WHAT TO WORK ON - Search the entries for the word "metal". Copy every line that holds it.

RECORDS FOR THE EXERCISE -

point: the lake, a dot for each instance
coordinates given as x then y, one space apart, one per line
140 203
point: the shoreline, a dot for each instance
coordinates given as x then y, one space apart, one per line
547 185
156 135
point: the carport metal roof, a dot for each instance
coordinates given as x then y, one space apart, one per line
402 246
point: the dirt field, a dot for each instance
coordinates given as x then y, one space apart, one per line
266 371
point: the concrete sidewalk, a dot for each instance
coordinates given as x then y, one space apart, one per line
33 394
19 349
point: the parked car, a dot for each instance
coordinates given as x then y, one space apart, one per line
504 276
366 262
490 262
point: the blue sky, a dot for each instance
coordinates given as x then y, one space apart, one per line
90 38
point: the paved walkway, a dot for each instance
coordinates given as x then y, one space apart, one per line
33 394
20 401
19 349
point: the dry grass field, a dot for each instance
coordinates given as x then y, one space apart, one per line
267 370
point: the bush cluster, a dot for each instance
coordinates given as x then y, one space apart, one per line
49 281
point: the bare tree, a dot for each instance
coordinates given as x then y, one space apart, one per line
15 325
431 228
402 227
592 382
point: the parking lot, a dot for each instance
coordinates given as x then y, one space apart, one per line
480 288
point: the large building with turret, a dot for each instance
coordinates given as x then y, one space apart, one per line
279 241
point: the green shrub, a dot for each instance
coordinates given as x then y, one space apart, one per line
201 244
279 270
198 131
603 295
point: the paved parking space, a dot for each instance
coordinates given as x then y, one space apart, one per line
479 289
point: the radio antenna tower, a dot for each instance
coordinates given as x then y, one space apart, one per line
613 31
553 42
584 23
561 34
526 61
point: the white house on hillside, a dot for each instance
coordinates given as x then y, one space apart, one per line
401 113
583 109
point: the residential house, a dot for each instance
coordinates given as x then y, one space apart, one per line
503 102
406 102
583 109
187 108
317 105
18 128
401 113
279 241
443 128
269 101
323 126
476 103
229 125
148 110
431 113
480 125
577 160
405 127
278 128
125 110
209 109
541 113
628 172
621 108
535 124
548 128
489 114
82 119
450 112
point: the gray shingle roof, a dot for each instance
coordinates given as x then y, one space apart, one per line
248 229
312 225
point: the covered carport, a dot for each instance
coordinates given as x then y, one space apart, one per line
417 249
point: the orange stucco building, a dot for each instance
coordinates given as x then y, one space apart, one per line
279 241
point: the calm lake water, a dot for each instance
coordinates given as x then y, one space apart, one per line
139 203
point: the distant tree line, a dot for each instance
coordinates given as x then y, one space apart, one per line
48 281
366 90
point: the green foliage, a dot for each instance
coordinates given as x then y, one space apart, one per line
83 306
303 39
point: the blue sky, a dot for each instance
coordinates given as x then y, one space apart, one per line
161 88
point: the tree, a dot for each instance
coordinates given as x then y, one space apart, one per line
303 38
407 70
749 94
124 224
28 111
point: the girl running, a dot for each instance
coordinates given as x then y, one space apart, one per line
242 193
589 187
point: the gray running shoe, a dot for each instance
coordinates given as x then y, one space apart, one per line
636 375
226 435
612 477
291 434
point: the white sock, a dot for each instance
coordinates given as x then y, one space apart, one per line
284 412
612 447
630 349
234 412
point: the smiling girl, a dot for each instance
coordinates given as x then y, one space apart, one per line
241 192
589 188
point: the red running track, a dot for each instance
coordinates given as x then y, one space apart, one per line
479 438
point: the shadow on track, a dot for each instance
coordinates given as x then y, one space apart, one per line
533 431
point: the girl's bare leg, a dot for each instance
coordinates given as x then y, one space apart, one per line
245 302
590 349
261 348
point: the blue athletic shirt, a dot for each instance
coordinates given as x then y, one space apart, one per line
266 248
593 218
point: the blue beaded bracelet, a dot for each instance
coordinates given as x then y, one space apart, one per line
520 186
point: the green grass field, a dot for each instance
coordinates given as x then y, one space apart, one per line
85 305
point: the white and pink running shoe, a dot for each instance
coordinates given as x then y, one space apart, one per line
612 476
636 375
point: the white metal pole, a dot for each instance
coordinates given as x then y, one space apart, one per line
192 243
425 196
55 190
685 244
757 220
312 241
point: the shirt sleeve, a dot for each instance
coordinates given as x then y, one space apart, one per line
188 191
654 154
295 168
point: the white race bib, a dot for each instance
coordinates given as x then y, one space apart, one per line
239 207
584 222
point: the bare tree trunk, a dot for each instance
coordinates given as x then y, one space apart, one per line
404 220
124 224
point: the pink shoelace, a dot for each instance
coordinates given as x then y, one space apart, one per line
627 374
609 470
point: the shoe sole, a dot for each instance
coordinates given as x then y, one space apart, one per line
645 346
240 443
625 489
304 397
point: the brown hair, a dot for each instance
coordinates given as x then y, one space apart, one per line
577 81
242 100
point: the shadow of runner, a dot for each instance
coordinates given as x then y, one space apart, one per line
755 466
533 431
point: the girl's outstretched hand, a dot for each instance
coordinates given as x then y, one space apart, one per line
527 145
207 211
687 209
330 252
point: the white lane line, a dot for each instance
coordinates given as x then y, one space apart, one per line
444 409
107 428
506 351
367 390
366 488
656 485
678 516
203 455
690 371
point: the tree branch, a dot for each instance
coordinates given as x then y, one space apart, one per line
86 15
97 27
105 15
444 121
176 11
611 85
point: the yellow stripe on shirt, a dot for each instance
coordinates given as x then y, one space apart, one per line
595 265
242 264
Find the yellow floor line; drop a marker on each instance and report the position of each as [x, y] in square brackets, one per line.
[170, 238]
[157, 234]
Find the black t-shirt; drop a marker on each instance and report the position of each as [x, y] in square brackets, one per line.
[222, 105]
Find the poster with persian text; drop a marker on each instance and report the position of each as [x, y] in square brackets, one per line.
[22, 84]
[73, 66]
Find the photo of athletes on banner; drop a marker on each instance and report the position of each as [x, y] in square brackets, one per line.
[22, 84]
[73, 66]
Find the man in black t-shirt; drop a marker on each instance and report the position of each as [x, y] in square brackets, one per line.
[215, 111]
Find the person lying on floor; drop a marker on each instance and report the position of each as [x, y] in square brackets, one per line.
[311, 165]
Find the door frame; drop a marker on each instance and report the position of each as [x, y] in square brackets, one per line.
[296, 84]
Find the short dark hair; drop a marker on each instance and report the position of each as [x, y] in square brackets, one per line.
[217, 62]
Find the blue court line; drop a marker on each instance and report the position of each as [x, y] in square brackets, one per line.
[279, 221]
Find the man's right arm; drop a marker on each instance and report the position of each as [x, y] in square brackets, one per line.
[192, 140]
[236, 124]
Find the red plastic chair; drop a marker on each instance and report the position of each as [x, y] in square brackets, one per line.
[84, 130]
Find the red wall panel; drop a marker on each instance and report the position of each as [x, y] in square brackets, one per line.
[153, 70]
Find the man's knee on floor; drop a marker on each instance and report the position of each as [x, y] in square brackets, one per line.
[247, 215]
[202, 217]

RESULT OF THE EXERCISE -
point: the carport metal roof, a dot for each instance
point: the white metal pole, a dot for each instance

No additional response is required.